*Directions for this task:* Scan the data below for lines holding the word "form", and copy each line found.

[Collected data]
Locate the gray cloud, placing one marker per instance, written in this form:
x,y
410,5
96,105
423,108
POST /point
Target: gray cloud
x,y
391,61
* * *
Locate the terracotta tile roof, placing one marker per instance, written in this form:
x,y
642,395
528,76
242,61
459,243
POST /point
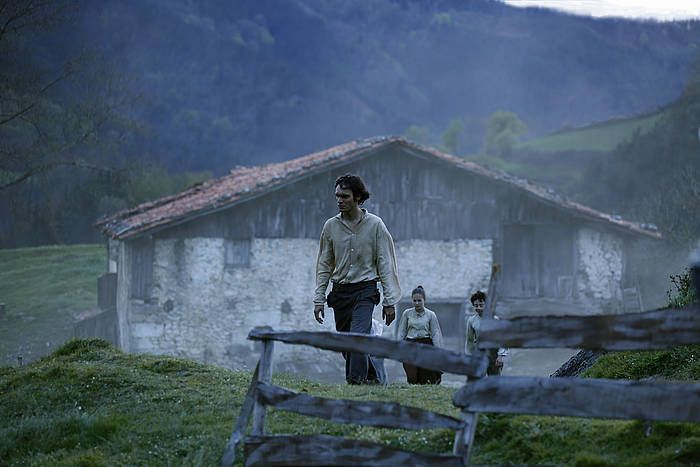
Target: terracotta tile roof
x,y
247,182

*Written solution:*
Locate the gray cloud, placing one marker per instance, written in this form:
Locate the terracotta tile roof, placing one marker per instance, written in this form:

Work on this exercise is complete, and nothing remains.